* SELECTED EXCERPT

⟨

Case commented on: Raymond v. Raymond Estate, 2011 SKCA 58
Fifteen years ago, before the Supreme Court of Canada decision in Semelhago v. Paramadevan,  2 S.C.R. 415, 1996 CanLII 209 (S.C.C.), it was taken for granted that land is inherently unique and therefore, as a matter of course, the equitable remedy of specific performance would be awarded for breaches of contracts for the sale of real property. However, in Semelhago, Justice Sopinka questioned those assumptions, stating in obiter dicta on behalf of the majority that specific performance should “not be granted as a matter of course absent evidence that the property is unique to the extent that its substitute would not be readily available” (at para. 22). Subsequent confusion in the case law about under what circumstances specific performance is available and the unforeseen consequences of the loss of automatic grants of specific performance in a Torrens land titles system attracted the attention of the Alberta Law Reform Institute (ALRI). Its October 2009 Final Report No. 97 on Contract for the Sale and Purchase of Land: Purchasers’ Remedies recommended (at paras. 8, 61) that “for the purpose of determining whether a purchaser under a contract for the sale of land is entitled to specific performance of the contract, the land that is the subject of the contract be conclusively deemed to be unique at all material times, and legislation should be enacted to that effect”. However, no such legislation has been tabled in the Alberta legislature in the past 18 months. Now, the May 2011 decision of the Saskatchewan Court of Appeal in Raymond v. Raymond Estate suggests that ALRI’s recommendation, even if enacted, may not be enough to return the law to its pre-Semelhago state. It does so by holding that Semelhago introduced a two part test for the granting of specific performance, with an objective component and a subjective one. It appears that the ALRI recommendation only addresses the objective component.
In Raymond v. Raymond Estate, Barry Raymond, the plaintiff, sued his sister, Beverley Anderson, in her capacity as executrix of the estates of his father and mother, Alfred and Barbara Raymond. Alfred, Barbara, Barry and Barry’s brother, Alan Raymond, were the registered owners of a half section of farm land as tenants in common, as to each an undivided one-quarter interest. In 2002, the parents executed an Agreement for Sale of their interest in the half section in favour of Barry. Barry sued to enforce that Agreement for Sale.
In the trial court decision – Raymond v. Raymond Estate, 2008 SKQB 278 (CanLII) – Mr. Justice Maurice Herauf found that the Agreement for Sale was a valid and enforceable agreement. However, he awarded Barry damages for its breach, not specific performance. His reasons for doing so were succinctly put:
. . . Barry has basically not used the property for a number of years and has been able to get along. I feel compelled to take into consideration that Barry is in his late sixties and question the sincerity of his motive to set up his cattle operation on the property. Had Barry pressed his claim in 2002 after the Agreement for Sale was prepared I might have looked at it differently. At this point, six years later, so much has happened between Barry and Alan that I cannot shake the feeling that Barry’s motive may not be as genuine as it once was.
In essence, I have not been convinced that the property is unique or irreplacable in the sense that it cannot be compensated by damages. In my view a damage award will adequately compensate Barry for the purchase. . . . (at paras. 88-89)

⟩

Region annotation entries

⟨

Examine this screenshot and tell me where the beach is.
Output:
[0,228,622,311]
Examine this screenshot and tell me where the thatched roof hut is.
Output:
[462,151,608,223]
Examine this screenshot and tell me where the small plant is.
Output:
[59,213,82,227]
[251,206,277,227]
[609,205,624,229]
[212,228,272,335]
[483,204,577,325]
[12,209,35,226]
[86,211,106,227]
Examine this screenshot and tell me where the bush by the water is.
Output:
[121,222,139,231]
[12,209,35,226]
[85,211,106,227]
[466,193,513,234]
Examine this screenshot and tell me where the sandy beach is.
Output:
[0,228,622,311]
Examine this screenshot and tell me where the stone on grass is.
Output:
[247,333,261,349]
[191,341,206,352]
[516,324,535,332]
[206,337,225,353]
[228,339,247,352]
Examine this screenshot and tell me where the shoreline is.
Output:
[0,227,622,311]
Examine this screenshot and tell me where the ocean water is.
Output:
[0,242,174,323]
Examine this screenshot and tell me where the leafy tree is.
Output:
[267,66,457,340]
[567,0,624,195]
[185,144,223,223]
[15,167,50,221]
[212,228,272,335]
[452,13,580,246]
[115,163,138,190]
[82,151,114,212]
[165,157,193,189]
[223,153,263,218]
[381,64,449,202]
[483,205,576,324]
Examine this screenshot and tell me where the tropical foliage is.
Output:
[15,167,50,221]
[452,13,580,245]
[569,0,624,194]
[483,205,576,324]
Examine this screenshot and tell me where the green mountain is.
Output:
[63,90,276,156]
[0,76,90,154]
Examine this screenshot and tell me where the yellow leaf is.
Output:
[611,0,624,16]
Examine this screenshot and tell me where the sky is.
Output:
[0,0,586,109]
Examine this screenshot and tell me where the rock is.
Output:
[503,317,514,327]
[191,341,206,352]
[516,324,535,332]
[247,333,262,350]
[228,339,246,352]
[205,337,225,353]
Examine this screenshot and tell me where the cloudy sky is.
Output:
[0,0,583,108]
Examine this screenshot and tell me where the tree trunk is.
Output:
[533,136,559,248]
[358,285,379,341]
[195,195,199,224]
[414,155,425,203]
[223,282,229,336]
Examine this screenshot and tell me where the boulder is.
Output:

⟩

* WORK TO COMPLETE
[A] In the case comment on Raymond v. Raymond Estate, what did the trial judge award Barry instead of specific performance?
[B] From the case comment on Raymond v. Raymond Estate, pull out everything from "In essence, I" down to "(at paras. 88-89)".

* SOLUTIONS BY TASK
[A] He awarded Barry damages for the breach of the Agreement for Sale.

[B]
In essence, I have not been convinced that the property is unique or irreplacable in the sense that it cannot be compensated by damages. In my view a damage award will adequately compensate Barry for the purchase. . . . (at paras. 88-89)